Task directions:
Restate the listing exactly and in full.

Information given:
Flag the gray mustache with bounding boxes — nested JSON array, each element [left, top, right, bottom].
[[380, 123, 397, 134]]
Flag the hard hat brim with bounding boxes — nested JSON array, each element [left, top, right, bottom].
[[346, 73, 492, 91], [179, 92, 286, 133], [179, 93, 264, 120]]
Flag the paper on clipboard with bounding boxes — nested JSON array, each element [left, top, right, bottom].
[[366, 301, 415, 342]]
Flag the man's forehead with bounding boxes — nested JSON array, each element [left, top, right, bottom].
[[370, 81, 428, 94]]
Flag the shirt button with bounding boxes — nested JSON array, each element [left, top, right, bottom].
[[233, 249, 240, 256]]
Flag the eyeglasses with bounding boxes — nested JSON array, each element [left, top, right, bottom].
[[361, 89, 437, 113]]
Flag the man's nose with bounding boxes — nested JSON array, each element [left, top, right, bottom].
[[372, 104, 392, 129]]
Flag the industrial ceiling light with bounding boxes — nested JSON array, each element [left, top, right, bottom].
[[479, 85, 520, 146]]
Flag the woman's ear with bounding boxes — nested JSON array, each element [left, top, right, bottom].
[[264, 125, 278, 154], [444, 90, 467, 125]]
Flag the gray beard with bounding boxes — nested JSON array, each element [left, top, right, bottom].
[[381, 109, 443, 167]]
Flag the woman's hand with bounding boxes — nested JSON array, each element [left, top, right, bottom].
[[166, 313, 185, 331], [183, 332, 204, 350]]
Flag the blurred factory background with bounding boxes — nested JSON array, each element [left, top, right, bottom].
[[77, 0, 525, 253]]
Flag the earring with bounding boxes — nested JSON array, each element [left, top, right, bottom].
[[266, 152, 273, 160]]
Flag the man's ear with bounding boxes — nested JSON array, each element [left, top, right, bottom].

Exercise output:
Flag the gray mustache with bounding boxes — nested JSON array, each element [left, top, right, bottom].
[[380, 123, 397, 134]]
Flag the hard hat brim with bounding boxes — nested JSON array, each element [left, top, right, bottom].
[[346, 73, 492, 91], [179, 92, 286, 133], [179, 93, 264, 120]]
Flag the paper on clipboard with bounding boxes — nested JSON array, each element [left, top, right, bottom].
[[366, 301, 415, 342]]
Flag the man's forehead with bounding boxes — nested JSON array, each element [left, top, right, bottom].
[[370, 81, 428, 94]]
Flag the shirt button with bounding boxes — nested JSON array, each element [left, top, right, bottom].
[[233, 249, 240, 256]]
Flag the eyeglasses with bounding boxes — nested JSON array, each element [left, top, right, bottom].
[[361, 89, 437, 113]]
Flag the man's nose with bounding boxes — nested JSON array, each element [left, top, right, bottom].
[[372, 104, 392, 129]]
Flag the industrial ceiling light with bounding boxes — nested JSON array, each element [left, top, right, bottom].
[[479, 85, 520, 146]]
Flag the woman's ear with bounding boxes — nested JSON array, each element [left, top, right, bottom].
[[264, 125, 278, 154], [444, 90, 467, 125]]
Flag the gray beard with bounding boxes — nested JSON array, each element [left, top, right, bottom].
[[381, 109, 443, 167]]
Flag the woman's hand with bounding boxes — nested JSON array, each element [left, top, right, bottom].
[[166, 313, 185, 331], [183, 332, 204, 350]]
Flag the blurred factory background with bounding boxes — nested JSON array, each element [left, top, right, bottom].
[[77, 0, 525, 253]]
Flag the earring with bounding boxes — nested JSON array, each element [left, top, right, bottom].
[[266, 152, 273, 160]]
Flag the man's ear with bounding boxes — nested JSON array, each element [left, top, right, bottom].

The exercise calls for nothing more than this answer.